WHAT YOU ARE ASKED TO DO: Retype, without alteration, the lines of the listing beginning with the line that contains "Task: indicate the black t-shirt" and ending with the final line of the listing.

[Entries for pointing and labeling]
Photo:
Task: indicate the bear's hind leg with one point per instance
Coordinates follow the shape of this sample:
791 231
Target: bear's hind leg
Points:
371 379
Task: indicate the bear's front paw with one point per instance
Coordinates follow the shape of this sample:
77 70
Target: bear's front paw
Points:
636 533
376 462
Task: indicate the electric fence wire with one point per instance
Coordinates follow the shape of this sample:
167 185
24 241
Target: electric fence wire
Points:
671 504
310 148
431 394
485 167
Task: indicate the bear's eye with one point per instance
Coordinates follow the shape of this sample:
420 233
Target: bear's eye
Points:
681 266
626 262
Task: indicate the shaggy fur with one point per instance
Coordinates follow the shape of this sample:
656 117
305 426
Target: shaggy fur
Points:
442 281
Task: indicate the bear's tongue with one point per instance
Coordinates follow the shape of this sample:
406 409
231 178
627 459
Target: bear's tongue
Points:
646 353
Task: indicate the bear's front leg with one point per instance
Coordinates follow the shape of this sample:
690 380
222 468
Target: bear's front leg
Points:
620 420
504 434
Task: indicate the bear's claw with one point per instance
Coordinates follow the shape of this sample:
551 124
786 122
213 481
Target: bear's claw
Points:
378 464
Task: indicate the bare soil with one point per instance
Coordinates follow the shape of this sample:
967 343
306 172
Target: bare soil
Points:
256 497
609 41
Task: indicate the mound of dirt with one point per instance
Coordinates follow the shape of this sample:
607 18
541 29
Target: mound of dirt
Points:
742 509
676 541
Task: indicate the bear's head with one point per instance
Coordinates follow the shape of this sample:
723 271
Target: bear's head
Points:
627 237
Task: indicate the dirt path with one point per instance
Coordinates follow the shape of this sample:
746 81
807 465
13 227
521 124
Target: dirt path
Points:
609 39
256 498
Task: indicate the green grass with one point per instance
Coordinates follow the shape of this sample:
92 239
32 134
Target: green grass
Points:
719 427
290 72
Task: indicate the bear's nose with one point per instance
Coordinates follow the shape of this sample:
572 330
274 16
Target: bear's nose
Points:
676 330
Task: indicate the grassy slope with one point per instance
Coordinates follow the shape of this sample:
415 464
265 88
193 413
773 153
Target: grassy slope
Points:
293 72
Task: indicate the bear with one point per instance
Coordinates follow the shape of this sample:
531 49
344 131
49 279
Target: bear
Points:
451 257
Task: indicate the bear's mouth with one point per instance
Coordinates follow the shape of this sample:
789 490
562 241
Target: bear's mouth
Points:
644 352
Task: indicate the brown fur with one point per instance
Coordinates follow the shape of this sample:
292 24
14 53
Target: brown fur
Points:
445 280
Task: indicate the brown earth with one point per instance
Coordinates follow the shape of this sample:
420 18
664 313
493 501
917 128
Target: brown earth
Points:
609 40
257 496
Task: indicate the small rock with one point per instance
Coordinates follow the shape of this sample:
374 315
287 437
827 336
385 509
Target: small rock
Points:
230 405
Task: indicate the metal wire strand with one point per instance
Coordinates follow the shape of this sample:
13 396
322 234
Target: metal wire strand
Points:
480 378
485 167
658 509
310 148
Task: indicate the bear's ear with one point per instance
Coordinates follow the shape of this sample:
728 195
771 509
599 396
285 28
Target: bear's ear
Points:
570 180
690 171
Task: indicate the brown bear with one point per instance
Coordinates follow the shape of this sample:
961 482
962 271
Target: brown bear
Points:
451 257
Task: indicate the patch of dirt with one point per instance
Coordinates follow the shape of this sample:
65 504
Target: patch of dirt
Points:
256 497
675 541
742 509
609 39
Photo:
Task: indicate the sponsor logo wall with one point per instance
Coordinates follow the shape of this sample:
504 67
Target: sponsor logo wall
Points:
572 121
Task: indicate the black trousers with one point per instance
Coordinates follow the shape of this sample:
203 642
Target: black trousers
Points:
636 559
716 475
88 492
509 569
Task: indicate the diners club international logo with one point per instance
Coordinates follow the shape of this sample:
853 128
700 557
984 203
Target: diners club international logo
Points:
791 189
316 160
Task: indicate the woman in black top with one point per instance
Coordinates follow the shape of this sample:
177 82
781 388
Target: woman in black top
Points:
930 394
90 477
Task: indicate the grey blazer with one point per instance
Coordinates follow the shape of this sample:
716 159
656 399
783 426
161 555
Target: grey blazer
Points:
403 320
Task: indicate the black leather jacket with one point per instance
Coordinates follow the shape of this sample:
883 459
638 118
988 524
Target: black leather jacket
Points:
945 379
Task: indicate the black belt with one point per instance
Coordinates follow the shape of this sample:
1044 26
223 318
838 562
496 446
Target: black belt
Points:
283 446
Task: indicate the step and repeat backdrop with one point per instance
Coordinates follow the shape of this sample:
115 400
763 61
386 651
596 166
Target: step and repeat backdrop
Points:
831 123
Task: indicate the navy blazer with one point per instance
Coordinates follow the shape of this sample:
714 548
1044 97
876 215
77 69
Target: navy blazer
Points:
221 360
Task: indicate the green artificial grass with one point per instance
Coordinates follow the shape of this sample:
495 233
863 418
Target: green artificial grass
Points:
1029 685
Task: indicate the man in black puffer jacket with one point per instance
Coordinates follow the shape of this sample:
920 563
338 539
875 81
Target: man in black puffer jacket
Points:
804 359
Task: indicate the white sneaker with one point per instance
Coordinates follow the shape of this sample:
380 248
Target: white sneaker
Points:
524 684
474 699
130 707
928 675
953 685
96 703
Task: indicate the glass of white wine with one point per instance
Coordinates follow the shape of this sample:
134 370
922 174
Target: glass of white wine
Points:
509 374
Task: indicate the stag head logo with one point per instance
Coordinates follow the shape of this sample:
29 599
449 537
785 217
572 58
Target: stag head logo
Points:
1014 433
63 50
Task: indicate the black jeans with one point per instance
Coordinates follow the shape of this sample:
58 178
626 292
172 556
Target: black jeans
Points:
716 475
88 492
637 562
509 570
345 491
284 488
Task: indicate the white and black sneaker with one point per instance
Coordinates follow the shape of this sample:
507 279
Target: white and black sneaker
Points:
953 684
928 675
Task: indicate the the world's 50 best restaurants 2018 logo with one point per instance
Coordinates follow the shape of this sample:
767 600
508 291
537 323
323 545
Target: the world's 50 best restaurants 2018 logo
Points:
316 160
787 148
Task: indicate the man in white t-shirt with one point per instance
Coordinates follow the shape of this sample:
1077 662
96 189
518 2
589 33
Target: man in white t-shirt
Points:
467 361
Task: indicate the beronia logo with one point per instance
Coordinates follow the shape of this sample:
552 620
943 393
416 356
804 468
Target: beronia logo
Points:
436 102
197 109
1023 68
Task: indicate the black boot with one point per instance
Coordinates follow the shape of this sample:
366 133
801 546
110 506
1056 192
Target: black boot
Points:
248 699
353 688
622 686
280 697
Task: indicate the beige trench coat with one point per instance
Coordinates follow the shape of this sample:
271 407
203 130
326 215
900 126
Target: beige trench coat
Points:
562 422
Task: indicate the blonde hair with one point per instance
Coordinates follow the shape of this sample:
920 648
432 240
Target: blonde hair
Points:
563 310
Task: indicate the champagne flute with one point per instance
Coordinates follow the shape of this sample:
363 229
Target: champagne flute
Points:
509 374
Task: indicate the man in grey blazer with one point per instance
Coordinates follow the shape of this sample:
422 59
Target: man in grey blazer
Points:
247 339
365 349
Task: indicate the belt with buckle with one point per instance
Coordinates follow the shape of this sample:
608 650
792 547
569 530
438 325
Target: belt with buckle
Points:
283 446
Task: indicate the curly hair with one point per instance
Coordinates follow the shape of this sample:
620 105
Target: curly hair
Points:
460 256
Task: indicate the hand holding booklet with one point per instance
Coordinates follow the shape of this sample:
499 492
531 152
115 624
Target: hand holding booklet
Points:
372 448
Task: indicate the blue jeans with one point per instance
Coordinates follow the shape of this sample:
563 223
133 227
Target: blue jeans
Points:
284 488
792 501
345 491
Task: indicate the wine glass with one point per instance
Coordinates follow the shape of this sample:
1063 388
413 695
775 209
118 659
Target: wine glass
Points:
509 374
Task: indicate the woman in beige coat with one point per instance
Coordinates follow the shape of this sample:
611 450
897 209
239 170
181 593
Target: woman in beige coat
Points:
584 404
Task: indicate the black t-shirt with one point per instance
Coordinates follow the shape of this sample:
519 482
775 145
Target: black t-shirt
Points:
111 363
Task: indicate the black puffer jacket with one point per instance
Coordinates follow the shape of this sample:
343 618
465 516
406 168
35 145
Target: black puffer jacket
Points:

WRITTEN ANSWER:
Task: indicate the black t-shirt with one point per instance
Coordinates follow the shape of this sample:
519 482
775 145
Target: black t-shirt
Points:
111 363
Task: indicate the black puffer jacket with one point per instance
Coordinates follow the shape of this sample:
343 618
465 516
406 168
35 145
Target: black puffer jacket
Points:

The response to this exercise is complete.